SOURCE DATA =
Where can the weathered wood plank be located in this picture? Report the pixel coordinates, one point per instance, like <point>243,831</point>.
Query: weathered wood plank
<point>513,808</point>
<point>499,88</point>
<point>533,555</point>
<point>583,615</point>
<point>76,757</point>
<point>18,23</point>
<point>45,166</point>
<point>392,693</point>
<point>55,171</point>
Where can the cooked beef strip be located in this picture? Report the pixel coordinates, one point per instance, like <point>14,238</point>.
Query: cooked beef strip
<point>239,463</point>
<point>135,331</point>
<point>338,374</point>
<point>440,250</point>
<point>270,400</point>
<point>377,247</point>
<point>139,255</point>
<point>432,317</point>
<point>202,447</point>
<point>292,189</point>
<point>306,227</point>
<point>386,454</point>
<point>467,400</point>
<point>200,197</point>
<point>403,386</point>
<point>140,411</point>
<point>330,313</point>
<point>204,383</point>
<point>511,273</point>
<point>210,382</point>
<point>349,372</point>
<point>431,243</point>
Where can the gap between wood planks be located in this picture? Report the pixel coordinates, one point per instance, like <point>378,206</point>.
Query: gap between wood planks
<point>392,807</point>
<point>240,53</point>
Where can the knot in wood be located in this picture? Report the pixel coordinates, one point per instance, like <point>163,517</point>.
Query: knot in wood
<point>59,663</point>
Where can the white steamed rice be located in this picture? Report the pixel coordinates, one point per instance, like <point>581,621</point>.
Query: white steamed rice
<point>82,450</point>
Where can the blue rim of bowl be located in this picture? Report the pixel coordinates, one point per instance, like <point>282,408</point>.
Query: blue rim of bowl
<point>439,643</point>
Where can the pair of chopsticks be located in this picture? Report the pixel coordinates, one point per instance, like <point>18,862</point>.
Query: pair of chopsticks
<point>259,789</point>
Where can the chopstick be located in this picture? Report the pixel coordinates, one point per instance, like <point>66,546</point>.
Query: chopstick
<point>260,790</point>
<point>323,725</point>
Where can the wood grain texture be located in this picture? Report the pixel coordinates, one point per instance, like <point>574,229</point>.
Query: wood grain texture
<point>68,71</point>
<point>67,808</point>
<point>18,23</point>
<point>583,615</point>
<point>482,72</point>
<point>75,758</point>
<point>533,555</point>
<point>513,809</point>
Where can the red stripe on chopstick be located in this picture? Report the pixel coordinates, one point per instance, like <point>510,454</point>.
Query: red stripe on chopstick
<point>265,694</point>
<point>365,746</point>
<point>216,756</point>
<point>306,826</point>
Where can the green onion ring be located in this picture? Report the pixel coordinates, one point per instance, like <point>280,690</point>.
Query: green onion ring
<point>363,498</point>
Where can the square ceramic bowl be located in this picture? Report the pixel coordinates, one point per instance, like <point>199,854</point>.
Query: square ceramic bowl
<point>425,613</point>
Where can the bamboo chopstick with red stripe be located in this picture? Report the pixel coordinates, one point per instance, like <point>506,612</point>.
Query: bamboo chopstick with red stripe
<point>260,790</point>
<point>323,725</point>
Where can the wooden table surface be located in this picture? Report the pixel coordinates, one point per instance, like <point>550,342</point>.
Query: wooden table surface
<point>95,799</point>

DIRECTIONS = Using the listing above, return word for word each line from the one that has "Where can the pair" through the one that has "Where can the bamboo", and no line outside that range.

SOLUTION TO THIS PROBLEM =
Where can the pair of chopsticks be located in this picture? Report the pixel coordinates, one point per instance, like <point>18,862</point>.
Query: pair of chopsticks
<point>259,789</point>
Where can the chopstick be located in this picture? Report the pixel coordinates, one point per instance, like <point>66,546</point>.
Query: chopstick
<point>260,790</point>
<point>323,725</point>
Where can the wood grain texture be located in this picture? Report the pixel coordinates, one point per instance, like <point>574,229</point>.
Query: wood grain texture
<point>68,71</point>
<point>67,808</point>
<point>18,23</point>
<point>583,615</point>
<point>482,72</point>
<point>75,758</point>
<point>533,555</point>
<point>513,809</point>
Where can the red stripe on chopstick be located in this picture? Report the pixel coordinates, one point per instance, like <point>510,454</point>.
Query: red stripe on chopstick
<point>265,694</point>
<point>365,746</point>
<point>216,756</point>
<point>306,826</point>
Where can the green onion ring be located in this picture? Report the pixel coordinates, one point per instance, like <point>280,690</point>.
Query: green onion ring
<point>363,498</point>
Where can the square ceramic bowl be located in this picture? Report the pixel coordinates, one point per instance, like <point>199,854</point>.
Query: square ceramic bowl
<point>425,613</point>
Where can the bamboo chopstick with red stripe be located in this picture? Report the pixel coordinates, one point per instance, like <point>506,612</point>.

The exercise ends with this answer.